┌─ Provided records

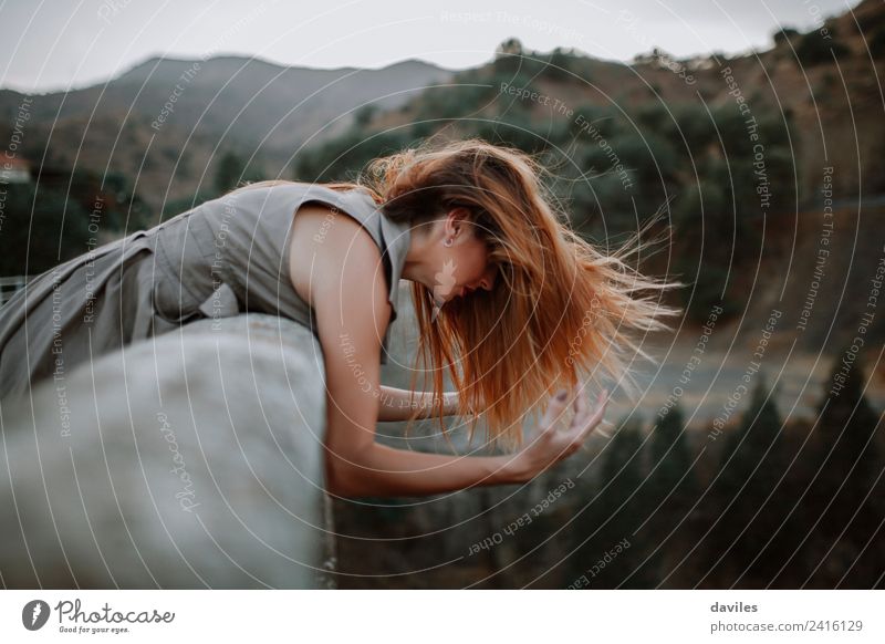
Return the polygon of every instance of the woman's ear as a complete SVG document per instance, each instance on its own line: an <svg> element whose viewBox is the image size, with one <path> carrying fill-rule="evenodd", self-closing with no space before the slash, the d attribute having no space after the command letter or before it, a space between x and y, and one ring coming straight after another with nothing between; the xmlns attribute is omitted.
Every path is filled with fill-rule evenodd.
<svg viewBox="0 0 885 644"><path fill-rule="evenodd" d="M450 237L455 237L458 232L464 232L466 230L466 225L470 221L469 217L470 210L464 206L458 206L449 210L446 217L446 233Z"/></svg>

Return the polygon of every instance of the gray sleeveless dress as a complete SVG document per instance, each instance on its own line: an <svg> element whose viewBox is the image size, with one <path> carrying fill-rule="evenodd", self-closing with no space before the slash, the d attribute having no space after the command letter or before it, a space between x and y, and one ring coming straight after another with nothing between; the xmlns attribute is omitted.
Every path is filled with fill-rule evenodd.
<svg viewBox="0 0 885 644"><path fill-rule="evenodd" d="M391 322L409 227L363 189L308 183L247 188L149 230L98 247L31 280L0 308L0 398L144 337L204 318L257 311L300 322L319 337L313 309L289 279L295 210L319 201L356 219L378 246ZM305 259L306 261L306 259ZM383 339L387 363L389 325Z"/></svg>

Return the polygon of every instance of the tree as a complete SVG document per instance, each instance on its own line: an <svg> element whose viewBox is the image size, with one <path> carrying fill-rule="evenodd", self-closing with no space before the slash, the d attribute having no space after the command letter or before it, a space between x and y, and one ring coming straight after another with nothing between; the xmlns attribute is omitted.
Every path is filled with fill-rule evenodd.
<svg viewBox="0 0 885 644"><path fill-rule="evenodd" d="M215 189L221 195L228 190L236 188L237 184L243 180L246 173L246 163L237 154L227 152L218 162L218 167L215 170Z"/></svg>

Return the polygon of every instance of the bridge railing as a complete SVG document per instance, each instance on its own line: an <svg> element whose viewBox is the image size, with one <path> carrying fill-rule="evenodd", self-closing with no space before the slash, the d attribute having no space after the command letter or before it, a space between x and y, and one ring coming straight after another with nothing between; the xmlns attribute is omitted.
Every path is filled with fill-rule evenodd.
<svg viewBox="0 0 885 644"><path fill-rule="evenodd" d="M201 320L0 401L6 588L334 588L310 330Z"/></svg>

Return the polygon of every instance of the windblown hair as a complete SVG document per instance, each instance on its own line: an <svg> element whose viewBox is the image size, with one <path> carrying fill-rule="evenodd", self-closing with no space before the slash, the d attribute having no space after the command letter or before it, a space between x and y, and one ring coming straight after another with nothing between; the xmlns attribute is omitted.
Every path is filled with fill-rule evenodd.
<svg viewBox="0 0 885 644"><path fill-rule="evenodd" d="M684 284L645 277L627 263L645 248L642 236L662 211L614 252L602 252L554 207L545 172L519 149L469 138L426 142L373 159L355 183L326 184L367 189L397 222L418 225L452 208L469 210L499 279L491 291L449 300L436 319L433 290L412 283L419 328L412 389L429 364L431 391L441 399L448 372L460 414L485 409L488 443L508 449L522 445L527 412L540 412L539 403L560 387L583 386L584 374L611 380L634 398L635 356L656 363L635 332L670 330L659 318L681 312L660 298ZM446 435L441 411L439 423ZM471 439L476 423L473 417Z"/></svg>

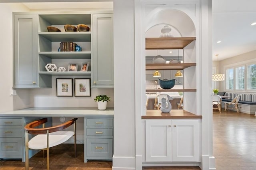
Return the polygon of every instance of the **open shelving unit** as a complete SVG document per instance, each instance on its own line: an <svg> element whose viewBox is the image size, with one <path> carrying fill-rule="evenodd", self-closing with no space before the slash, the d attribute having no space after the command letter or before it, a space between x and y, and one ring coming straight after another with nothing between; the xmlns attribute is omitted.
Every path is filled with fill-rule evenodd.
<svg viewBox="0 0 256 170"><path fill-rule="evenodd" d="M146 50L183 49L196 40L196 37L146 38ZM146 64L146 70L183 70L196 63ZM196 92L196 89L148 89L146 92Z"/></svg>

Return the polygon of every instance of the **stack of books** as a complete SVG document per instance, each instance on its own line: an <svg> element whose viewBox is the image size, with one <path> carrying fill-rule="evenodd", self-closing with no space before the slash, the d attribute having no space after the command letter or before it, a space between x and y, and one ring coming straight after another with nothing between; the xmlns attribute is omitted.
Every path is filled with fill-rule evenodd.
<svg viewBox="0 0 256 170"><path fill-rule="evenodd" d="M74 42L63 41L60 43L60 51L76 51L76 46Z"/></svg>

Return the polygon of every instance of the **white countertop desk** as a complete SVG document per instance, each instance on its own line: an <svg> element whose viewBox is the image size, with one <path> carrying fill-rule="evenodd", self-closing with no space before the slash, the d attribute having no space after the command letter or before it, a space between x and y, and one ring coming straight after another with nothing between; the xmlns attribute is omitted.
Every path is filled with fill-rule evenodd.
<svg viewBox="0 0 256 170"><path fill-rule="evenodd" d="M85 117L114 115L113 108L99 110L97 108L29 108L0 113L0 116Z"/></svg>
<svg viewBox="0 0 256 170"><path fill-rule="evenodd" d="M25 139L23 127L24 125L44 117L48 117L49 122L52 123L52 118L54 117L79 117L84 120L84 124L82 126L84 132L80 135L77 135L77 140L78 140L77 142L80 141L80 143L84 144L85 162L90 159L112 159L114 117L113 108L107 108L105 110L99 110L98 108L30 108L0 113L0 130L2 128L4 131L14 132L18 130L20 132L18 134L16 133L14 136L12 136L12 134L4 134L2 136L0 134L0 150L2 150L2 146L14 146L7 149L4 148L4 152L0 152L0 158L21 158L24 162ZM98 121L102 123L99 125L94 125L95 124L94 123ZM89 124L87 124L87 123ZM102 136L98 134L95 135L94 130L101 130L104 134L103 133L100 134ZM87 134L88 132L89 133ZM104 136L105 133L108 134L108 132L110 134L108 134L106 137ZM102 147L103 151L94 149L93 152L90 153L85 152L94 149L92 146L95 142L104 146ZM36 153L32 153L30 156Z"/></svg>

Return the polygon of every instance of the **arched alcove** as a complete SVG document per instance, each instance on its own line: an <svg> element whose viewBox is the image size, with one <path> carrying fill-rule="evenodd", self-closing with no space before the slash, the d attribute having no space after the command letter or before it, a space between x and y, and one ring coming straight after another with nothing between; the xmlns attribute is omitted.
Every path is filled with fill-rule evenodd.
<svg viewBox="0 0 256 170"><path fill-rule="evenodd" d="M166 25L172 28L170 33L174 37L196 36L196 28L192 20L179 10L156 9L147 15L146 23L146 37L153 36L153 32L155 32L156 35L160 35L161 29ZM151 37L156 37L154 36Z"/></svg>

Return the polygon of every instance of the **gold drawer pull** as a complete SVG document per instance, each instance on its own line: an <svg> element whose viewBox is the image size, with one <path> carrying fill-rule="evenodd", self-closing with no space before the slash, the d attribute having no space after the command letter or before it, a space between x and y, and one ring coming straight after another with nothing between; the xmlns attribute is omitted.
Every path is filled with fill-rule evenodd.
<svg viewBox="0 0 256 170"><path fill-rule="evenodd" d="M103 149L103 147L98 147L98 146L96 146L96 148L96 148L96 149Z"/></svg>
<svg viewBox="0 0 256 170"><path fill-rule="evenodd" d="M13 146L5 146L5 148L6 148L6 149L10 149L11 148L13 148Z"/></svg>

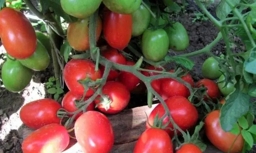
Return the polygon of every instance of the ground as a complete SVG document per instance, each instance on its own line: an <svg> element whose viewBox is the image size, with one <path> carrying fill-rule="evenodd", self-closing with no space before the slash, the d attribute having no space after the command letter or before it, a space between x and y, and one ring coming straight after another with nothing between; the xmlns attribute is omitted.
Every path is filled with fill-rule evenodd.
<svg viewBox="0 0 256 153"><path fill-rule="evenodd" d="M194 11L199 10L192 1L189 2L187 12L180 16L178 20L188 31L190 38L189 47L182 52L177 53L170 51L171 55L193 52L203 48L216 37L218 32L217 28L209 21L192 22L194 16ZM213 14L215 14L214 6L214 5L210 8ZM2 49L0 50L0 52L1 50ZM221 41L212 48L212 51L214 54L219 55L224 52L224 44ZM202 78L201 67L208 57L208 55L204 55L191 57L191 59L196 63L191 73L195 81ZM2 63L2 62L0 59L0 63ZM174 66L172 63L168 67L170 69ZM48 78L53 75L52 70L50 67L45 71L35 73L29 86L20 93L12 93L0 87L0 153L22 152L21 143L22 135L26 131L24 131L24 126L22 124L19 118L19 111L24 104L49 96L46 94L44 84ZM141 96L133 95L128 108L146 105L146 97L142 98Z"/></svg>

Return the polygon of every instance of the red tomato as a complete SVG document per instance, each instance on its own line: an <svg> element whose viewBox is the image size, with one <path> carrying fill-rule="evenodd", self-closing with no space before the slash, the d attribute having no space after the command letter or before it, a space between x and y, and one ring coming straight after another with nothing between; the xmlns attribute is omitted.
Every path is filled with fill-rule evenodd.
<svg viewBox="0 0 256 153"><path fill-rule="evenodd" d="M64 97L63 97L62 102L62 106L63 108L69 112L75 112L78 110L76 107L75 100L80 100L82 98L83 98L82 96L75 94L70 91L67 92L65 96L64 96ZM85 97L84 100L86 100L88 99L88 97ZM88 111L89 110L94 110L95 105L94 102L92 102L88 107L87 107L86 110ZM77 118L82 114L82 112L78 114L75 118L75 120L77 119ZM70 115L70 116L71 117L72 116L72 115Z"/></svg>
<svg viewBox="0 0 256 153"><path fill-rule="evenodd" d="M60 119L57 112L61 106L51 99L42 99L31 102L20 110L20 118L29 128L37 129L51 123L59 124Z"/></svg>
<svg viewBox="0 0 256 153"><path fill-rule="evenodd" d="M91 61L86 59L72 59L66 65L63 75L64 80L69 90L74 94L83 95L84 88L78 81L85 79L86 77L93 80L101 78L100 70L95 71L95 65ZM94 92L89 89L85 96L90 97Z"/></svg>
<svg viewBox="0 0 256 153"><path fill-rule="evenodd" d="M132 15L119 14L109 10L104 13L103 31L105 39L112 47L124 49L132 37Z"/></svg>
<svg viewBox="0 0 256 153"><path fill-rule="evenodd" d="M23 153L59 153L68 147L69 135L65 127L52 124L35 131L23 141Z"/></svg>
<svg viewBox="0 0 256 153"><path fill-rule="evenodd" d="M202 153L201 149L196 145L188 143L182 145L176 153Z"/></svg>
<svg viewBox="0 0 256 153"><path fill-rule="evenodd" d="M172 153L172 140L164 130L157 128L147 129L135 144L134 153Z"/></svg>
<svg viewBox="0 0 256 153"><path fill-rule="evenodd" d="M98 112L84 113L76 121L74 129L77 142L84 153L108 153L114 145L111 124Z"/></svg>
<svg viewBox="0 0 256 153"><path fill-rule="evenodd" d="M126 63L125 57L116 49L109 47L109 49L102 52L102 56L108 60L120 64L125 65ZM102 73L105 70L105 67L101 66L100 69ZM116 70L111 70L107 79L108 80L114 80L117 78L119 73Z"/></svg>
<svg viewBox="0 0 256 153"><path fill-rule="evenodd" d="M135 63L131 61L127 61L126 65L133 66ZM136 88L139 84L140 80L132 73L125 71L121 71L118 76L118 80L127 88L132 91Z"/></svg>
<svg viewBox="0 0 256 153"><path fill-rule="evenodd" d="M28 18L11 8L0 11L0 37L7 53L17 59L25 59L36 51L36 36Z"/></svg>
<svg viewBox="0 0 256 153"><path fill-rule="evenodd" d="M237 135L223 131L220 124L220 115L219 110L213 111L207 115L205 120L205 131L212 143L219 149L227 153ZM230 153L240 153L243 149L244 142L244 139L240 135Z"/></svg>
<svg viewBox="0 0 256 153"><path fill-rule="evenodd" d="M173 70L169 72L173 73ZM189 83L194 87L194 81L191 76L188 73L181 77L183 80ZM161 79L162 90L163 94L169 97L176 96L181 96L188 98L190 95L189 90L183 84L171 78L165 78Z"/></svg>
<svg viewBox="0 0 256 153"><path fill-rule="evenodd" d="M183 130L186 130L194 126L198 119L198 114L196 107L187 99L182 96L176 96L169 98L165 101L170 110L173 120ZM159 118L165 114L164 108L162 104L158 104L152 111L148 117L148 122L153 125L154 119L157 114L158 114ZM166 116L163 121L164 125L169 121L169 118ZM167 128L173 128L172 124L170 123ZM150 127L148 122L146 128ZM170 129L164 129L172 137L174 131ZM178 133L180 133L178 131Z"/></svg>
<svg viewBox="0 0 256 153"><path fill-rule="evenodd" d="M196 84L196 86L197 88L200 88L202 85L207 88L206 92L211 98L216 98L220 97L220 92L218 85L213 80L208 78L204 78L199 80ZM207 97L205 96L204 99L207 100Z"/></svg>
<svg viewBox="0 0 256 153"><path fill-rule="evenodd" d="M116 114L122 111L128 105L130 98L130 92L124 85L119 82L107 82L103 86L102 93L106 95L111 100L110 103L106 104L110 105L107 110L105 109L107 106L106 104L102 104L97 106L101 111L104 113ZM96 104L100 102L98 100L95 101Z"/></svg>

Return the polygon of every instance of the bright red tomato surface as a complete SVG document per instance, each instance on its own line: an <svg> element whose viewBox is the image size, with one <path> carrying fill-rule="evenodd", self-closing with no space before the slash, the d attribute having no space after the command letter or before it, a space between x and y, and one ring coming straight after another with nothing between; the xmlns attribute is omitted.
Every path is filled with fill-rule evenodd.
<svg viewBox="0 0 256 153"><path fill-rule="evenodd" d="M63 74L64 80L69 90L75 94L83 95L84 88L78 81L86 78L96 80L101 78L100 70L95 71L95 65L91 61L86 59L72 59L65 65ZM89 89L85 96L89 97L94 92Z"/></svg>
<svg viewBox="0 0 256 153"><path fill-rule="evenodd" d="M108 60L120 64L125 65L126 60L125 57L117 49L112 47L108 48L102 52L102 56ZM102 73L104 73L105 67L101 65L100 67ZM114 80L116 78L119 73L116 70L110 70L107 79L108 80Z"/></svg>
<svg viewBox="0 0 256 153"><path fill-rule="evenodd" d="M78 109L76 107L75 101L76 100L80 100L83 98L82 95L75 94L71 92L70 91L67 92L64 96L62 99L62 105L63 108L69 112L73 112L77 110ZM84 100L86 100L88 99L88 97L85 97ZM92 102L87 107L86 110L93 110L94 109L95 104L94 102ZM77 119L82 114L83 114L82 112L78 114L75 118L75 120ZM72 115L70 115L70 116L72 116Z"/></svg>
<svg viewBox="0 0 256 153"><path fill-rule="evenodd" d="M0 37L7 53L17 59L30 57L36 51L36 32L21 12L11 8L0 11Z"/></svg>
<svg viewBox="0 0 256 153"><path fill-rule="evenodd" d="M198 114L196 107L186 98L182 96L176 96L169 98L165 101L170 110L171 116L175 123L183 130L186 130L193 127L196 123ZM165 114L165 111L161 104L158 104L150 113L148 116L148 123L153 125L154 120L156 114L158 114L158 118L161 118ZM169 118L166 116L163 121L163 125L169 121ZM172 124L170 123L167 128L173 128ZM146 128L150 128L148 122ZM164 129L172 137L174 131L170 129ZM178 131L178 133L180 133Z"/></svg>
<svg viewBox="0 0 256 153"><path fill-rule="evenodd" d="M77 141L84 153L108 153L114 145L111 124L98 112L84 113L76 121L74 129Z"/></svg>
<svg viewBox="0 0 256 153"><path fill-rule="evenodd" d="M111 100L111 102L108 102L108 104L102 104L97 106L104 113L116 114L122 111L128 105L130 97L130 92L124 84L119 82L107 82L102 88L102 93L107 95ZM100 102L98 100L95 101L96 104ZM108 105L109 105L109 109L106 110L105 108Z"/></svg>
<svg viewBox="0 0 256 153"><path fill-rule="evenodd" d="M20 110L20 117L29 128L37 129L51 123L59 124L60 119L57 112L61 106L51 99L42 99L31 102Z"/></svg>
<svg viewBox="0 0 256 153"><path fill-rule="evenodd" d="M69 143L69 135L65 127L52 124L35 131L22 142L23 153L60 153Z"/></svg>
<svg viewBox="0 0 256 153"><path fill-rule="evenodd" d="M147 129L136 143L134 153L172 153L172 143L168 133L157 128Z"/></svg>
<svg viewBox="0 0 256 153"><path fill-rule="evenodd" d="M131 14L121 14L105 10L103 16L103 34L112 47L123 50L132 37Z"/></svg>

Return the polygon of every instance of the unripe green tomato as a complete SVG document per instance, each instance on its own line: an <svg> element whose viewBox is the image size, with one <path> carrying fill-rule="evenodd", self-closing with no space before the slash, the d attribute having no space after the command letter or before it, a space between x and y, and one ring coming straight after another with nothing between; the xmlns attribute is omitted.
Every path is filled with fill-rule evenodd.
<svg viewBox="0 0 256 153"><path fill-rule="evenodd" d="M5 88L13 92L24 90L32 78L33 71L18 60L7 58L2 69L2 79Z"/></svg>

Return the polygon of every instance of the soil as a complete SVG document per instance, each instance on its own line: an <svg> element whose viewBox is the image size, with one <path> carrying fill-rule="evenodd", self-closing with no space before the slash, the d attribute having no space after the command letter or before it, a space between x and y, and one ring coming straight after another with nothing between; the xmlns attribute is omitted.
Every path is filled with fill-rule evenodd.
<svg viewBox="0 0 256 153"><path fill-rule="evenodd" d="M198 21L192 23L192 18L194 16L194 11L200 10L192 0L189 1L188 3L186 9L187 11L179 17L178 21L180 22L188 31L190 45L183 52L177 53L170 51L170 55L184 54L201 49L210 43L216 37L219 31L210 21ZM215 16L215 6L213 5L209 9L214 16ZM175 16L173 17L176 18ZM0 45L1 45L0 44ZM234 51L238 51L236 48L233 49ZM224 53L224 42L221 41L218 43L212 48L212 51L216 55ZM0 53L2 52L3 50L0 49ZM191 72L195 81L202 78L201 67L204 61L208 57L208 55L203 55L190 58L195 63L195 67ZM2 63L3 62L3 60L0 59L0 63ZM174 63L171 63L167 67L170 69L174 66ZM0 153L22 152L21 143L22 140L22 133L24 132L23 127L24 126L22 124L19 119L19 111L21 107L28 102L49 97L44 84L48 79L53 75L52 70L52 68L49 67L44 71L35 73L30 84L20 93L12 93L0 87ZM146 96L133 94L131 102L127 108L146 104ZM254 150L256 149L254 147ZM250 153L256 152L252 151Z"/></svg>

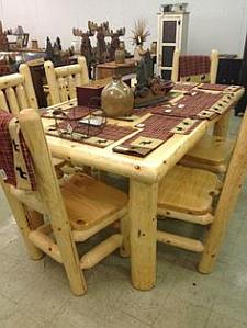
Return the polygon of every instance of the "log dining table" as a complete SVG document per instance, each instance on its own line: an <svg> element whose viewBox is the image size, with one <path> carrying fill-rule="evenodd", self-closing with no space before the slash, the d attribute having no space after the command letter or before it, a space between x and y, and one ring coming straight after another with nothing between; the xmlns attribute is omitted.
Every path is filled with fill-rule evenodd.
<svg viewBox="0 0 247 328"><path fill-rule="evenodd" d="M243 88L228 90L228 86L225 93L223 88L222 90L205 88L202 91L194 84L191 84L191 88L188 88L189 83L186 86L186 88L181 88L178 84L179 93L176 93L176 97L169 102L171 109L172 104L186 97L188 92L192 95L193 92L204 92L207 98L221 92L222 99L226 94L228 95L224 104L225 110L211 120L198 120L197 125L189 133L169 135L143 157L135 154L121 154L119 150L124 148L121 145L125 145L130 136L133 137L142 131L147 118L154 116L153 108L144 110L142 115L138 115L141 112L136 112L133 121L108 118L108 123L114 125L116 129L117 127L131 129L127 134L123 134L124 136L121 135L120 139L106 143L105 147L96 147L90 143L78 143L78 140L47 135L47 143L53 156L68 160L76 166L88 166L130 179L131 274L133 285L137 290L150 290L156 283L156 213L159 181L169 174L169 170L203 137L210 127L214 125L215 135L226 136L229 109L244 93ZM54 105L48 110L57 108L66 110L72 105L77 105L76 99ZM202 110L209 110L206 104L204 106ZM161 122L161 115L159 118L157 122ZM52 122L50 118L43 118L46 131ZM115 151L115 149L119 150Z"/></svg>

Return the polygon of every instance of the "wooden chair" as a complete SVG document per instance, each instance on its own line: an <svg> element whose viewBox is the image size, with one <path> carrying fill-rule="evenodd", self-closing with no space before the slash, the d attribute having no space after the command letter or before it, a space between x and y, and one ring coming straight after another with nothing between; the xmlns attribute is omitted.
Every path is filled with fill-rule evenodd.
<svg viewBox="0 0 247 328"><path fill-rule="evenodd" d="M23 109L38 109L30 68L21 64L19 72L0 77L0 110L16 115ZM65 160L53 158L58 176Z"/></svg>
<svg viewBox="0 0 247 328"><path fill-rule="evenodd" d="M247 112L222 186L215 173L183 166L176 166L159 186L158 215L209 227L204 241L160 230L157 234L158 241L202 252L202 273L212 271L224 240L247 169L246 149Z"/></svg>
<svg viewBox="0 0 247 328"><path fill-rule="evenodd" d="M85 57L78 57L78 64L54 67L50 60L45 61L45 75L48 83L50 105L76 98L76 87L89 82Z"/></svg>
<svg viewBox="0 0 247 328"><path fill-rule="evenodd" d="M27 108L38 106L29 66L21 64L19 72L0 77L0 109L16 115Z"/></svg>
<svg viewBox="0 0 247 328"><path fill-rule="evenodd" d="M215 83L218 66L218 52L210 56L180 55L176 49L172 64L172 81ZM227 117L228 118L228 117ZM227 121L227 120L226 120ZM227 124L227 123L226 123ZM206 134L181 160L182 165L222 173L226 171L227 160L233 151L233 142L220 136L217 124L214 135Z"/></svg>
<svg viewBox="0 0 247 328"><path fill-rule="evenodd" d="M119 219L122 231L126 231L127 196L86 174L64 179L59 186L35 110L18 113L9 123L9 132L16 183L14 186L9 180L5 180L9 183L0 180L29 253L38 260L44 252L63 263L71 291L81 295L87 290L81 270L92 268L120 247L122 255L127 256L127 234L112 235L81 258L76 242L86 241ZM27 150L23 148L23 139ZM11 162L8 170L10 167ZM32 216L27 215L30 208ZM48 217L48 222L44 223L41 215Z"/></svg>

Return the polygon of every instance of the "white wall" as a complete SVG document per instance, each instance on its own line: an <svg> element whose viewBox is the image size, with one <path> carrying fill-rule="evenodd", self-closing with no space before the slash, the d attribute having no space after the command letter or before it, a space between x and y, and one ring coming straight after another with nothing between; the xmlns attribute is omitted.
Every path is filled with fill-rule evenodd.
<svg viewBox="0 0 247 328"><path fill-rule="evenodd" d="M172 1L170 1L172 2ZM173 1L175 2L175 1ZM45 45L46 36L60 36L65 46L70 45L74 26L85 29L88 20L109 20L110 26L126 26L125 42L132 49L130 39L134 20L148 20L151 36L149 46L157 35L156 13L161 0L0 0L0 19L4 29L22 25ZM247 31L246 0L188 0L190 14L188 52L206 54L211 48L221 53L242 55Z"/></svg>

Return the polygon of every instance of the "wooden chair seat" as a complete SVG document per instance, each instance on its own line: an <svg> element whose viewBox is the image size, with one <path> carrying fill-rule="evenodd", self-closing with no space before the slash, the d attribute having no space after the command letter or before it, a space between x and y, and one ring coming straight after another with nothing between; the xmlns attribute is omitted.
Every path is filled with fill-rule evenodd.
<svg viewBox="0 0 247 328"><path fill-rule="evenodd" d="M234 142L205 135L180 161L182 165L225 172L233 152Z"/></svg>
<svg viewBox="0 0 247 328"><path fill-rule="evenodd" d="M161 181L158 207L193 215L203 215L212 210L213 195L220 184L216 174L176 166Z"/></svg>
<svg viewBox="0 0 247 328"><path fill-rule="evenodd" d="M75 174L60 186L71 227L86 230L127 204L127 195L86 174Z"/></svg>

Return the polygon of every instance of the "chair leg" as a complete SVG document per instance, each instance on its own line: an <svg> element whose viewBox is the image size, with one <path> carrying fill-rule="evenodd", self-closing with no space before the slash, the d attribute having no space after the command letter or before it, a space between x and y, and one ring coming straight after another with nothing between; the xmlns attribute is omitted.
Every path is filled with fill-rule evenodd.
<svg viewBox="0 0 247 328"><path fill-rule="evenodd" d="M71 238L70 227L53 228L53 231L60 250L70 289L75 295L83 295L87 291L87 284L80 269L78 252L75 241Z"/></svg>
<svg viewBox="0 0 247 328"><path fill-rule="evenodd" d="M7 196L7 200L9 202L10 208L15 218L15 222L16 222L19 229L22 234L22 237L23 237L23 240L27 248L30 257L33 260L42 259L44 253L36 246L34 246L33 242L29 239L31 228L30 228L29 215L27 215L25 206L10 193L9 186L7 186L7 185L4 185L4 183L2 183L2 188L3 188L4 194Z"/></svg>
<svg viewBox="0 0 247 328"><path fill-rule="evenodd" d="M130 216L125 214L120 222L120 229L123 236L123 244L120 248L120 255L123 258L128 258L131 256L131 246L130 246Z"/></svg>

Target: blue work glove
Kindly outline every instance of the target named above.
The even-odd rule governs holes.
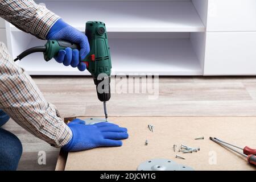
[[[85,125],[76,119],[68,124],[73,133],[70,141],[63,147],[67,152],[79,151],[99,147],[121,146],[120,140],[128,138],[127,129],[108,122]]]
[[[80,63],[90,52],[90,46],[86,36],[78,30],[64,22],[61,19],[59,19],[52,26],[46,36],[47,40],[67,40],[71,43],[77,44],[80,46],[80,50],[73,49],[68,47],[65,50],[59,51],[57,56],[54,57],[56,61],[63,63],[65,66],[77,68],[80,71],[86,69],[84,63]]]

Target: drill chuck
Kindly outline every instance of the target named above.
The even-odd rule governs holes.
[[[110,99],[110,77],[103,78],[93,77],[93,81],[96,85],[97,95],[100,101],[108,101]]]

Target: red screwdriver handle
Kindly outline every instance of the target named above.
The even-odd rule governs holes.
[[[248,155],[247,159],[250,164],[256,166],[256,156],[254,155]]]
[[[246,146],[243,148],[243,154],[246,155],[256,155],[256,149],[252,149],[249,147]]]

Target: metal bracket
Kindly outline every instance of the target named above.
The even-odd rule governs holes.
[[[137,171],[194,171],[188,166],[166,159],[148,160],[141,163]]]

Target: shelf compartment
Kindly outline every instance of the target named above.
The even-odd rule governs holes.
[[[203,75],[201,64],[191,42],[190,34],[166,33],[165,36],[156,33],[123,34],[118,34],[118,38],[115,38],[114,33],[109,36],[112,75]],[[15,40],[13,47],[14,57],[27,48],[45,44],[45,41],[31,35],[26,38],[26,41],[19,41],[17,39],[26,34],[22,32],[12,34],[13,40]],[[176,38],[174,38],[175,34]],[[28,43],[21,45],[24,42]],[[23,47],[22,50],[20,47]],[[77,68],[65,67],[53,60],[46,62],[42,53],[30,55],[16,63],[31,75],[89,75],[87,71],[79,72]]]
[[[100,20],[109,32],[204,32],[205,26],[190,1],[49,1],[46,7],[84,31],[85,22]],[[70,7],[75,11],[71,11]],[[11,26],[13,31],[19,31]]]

└─

→ Directions
Can you rewrite the stretch of rows from the line containing "Target: red screwdriver handle" through the line containing "[[[137,171],[194,171],[188,166],[166,159],[148,160],[141,163]]]", both ends included, as a JSON list of strings with one string per line and blank lines left out?

→ Solution below
[
  "Target: red screwdriver handle",
  "Kindly outline every instance of the target named above.",
  "The even-odd rule governs holes.",
  "[[[248,155],[247,159],[250,164],[256,166],[256,156],[254,155]]]",
  "[[[246,146],[243,148],[243,154],[246,155],[256,155],[256,149],[252,149],[249,147]]]",
  "Target: metal bracket",
  "Kindly outline every instance of the target named above.",
  "The even-odd rule governs holes.",
  "[[[137,171],[194,171],[188,166],[166,159],[148,160],[141,163]]]"
]